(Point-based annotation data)
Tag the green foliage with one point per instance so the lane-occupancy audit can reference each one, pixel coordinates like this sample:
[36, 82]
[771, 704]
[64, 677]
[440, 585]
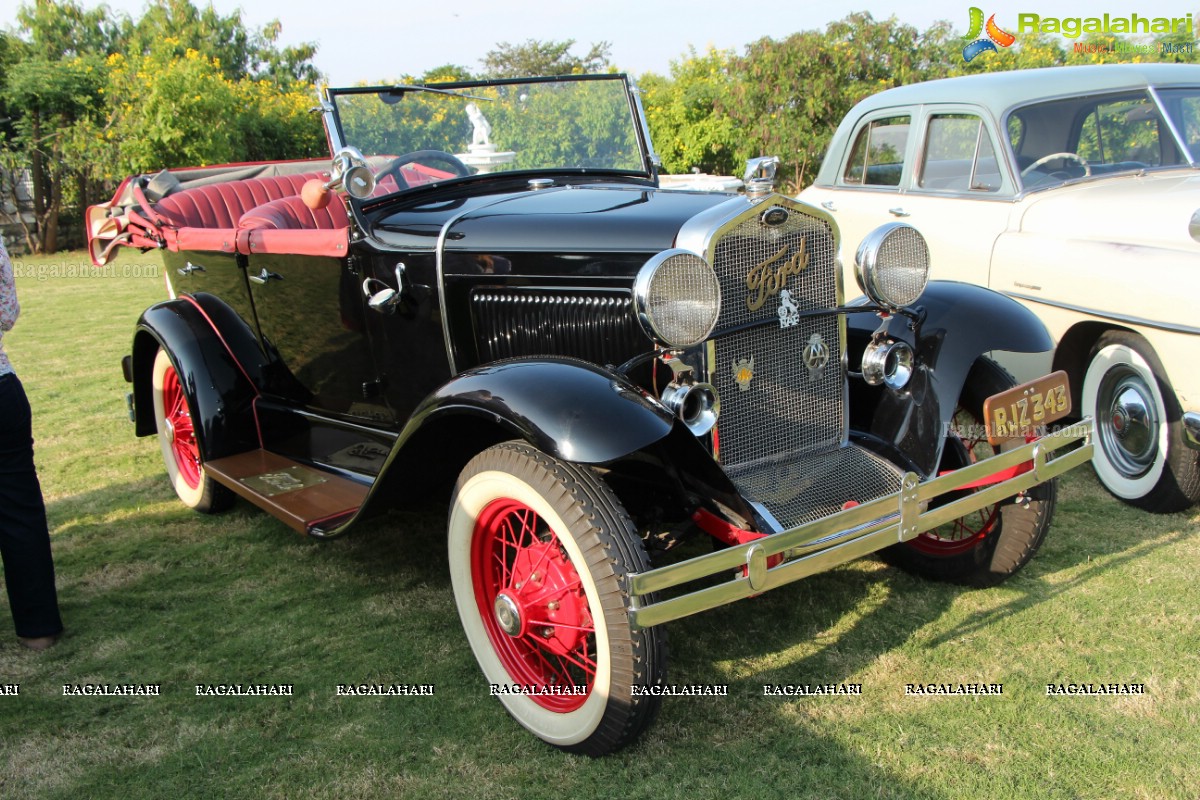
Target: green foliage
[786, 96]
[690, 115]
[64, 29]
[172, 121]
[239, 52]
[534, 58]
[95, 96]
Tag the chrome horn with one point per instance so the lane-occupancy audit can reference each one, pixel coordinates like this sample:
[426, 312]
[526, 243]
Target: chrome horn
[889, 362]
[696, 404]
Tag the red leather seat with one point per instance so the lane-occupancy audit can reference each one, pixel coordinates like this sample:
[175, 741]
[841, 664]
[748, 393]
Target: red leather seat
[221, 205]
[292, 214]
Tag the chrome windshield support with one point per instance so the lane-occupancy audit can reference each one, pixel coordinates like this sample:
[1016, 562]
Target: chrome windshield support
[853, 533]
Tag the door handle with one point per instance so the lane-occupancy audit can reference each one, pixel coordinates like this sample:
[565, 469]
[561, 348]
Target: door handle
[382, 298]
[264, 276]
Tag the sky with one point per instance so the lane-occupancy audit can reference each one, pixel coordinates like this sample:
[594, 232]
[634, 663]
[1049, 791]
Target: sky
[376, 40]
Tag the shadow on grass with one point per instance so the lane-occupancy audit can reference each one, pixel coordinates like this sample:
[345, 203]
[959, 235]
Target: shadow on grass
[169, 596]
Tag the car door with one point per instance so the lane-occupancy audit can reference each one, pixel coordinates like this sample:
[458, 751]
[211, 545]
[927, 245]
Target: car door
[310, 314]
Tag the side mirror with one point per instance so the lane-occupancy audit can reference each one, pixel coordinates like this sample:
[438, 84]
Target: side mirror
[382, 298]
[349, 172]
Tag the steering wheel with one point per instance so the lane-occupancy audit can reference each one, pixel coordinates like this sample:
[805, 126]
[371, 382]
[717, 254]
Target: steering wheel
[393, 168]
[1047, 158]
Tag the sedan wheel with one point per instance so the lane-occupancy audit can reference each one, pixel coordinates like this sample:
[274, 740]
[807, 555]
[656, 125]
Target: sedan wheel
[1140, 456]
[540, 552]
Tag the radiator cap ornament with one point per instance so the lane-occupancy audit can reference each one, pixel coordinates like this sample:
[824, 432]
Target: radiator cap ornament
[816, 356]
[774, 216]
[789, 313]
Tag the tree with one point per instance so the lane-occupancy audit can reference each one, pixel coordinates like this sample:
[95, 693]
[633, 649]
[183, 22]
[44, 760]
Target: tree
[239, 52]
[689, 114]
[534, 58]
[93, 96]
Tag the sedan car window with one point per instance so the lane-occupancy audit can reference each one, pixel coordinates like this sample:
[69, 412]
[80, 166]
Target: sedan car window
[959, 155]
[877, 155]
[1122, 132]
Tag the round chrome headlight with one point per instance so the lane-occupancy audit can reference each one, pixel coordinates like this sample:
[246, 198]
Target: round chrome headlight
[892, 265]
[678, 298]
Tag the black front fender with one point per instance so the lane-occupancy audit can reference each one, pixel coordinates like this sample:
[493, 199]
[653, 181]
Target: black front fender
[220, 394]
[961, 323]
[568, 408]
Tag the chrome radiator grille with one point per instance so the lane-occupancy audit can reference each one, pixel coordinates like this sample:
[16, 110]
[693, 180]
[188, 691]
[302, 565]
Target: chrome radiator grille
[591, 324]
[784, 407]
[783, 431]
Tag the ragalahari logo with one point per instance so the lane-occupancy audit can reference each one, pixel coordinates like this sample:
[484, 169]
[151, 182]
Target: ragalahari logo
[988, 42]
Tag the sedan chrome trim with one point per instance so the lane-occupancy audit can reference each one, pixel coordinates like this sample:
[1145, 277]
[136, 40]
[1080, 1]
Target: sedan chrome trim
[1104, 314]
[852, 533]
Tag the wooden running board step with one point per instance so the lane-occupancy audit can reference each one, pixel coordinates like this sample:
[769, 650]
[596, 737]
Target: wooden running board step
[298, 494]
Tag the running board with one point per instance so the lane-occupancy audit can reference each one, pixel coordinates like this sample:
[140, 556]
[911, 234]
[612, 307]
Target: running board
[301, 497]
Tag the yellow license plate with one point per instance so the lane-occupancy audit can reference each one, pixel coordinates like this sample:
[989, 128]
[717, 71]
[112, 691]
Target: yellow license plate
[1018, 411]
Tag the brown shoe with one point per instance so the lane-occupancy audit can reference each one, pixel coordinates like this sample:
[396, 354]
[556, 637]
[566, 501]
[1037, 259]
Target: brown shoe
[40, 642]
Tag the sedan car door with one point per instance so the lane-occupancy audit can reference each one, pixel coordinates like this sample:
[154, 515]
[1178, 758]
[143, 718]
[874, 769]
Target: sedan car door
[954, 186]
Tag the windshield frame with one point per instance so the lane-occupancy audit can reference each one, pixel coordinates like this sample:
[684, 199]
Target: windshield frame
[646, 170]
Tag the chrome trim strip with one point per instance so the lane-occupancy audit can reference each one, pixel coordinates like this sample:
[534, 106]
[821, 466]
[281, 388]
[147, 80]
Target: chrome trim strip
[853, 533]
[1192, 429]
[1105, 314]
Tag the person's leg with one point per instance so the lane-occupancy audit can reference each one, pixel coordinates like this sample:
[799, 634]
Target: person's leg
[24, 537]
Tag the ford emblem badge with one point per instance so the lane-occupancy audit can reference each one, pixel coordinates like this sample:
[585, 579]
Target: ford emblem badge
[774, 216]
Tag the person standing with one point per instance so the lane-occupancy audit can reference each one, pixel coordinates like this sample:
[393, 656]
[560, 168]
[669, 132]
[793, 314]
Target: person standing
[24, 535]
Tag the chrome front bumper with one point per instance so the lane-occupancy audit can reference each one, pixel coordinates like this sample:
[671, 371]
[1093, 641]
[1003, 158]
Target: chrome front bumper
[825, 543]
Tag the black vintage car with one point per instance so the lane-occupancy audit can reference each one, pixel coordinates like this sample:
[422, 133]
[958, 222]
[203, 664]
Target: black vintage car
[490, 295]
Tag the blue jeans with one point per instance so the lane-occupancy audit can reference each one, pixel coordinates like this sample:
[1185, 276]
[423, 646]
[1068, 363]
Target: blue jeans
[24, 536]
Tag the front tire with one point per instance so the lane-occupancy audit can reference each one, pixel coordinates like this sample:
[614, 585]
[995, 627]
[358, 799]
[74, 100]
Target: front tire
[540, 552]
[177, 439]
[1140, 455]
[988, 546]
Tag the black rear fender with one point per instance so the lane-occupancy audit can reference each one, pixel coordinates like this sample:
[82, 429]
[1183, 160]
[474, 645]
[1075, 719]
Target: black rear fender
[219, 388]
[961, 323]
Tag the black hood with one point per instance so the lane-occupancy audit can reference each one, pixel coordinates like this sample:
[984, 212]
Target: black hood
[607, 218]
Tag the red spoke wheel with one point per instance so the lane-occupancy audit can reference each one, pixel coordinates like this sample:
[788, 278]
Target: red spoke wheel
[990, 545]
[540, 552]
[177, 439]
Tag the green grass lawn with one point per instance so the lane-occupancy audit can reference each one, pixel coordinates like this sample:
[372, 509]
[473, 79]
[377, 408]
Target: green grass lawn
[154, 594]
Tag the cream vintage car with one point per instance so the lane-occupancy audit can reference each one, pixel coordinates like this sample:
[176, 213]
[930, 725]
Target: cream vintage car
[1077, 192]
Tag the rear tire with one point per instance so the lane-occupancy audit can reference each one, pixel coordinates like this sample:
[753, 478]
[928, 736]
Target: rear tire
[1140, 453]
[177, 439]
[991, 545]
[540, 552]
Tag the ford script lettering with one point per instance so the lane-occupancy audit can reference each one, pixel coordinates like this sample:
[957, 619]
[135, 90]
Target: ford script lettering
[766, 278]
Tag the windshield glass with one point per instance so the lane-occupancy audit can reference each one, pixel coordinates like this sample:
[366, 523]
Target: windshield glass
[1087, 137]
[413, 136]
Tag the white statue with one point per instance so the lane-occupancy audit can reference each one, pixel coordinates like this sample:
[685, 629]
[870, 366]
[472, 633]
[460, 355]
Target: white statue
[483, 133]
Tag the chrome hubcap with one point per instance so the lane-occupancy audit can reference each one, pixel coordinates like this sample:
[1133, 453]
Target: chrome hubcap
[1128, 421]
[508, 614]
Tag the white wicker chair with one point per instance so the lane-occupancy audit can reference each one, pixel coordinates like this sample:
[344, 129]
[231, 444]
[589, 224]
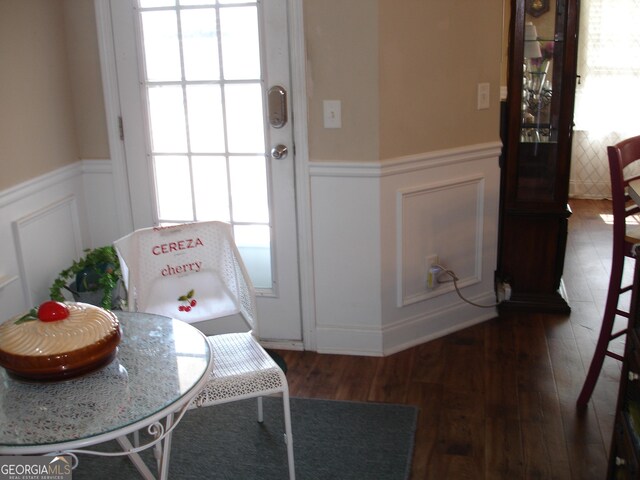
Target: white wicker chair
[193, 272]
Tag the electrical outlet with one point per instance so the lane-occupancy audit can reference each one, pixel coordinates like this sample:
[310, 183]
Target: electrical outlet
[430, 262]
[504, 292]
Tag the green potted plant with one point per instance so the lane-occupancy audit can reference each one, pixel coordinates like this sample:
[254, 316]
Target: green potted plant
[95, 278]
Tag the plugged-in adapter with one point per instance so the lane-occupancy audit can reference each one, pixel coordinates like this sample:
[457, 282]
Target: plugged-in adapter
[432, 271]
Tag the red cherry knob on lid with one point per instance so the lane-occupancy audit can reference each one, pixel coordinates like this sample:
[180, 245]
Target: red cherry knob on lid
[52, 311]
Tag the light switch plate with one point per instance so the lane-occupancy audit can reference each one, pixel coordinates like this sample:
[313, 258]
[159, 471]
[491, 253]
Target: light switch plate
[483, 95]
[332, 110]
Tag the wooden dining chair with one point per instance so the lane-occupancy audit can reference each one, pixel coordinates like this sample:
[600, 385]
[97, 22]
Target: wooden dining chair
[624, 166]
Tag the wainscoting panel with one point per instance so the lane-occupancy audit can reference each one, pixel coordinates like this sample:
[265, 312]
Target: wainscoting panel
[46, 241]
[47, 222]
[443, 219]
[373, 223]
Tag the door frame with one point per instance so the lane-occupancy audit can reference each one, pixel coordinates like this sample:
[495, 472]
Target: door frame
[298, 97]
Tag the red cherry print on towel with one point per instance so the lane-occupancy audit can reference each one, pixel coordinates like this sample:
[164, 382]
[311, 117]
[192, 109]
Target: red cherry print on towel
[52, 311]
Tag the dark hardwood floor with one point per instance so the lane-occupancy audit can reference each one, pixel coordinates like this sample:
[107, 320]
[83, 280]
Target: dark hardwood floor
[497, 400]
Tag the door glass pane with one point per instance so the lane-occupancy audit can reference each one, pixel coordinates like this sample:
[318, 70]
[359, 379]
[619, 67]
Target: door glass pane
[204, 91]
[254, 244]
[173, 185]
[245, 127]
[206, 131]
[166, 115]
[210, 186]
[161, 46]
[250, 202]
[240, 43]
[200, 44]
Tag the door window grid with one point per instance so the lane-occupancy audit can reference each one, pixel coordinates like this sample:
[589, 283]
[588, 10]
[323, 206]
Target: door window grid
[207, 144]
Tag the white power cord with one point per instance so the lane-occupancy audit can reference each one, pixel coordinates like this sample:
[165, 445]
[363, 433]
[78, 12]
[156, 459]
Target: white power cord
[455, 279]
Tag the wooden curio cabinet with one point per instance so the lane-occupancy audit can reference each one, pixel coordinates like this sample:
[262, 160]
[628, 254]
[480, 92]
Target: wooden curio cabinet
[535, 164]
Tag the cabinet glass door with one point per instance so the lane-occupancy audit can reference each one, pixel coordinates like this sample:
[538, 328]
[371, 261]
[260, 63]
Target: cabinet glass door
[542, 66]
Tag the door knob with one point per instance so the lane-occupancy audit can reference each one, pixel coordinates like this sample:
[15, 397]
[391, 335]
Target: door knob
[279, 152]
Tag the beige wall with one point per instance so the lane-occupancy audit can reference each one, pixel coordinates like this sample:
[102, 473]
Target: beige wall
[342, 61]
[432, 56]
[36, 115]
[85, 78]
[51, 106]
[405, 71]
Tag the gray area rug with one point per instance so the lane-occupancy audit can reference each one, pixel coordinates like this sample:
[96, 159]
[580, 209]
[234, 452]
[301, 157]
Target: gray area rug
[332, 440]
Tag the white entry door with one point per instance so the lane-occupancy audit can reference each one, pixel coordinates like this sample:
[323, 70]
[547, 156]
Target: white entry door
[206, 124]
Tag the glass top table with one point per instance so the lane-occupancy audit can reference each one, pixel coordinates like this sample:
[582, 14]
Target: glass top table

**Task directions:**
Change "chrome horn" to "silver horn" throughout the entries from the beginning through the line that contains "[1047, 158]", inclusive, and keep every other word the same. Leave the pictures out of your answer.

**The response:**
Tag the green foliage with one point per instance so the lane-occupancy audit can reference each one, pixel coordinates like this sample:
[36, 82]
[771, 704]
[64, 677]
[440, 585]
Target: green foliage
[786, 96]
[690, 115]
[64, 29]
[172, 121]
[239, 52]
[534, 58]
[95, 96]
Tag the silver horn with one point per instance so the lane-occupancy audit can reference each one, pixel coordinates like this sample:
[426, 312]
[526, 243]
Target: silver horn
[889, 362]
[696, 404]
Tag the red leather seat with one point per instance so the lane-occupancy audit can reference each one, pixel coordinates like this sample:
[175, 741]
[841, 664]
[748, 393]
Target: red leather seat
[221, 205]
[292, 214]
Tag the chrome windshield support with one point per instance so the lane-occupancy audit can reference each one, pixel coordinates like this sample:
[1016, 562]
Target: chrome windshield support
[853, 533]
Tag the door handle with one point per instance so the lane-occupancy audit can reference each one, pixel coordinates like this sample:
[565, 469]
[561, 348]
Target: door handle
[382, 298]
[264, 276]
Tag the sky with one point per instance so the lane-occupancy audit can reference each one, pixel coordinates like this sample:
[594, 232]
[634, 663]
[1049, 791]
Target: sky
[376, 40]
Tag the shadow on grass with one point per instance so the lane-occupancy audit can reference each one, pixel coordinates like this sample:
[345, 203]
[959, 235]
Target: shadow on grass
[169, 596]
Tag the car door with one point per instance so the lane-occupancy audit can reference each one, pixel coordinates like this sample:
[458, 751]
[211, 545]
[927, 245]
Target: car door
[310, 314]
Tag the side mirror with one point per instance so the lane-occupancy audit can reference each one, pixel coordinates like this sample:
[438, 84]
Target: side mirror
[382, 298]
[349, 172]
Tag the steering wheel with one point per instance so the lane-occupancy audit can reference each one, pixel coordinates like this sample:
[805, 126]
[371, 382]
[717, 254]
Target: steering wheel
[393, 168]
[1047, 158]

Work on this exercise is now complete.